Rewrite the listing below, changing every occurrence of "metal" to "steel" and leaving all other text unchanged. Omit the picture from your version.

### Input material

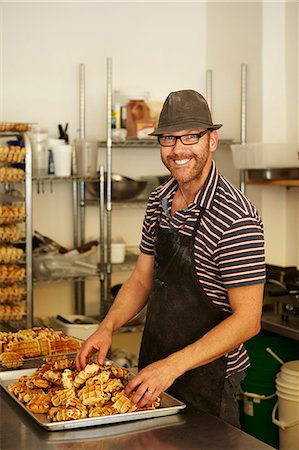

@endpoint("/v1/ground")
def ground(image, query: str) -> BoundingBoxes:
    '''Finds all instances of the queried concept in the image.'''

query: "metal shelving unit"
[0,129,33,329]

######

Response to this exercise:
@endpoint("/v1/ground")
def ground(image, query: str) -> BoundingBoxes:
    '''Finds all instances of the queried concept in the image.'''

query: "steel shelving unit"
[0,129,33,329]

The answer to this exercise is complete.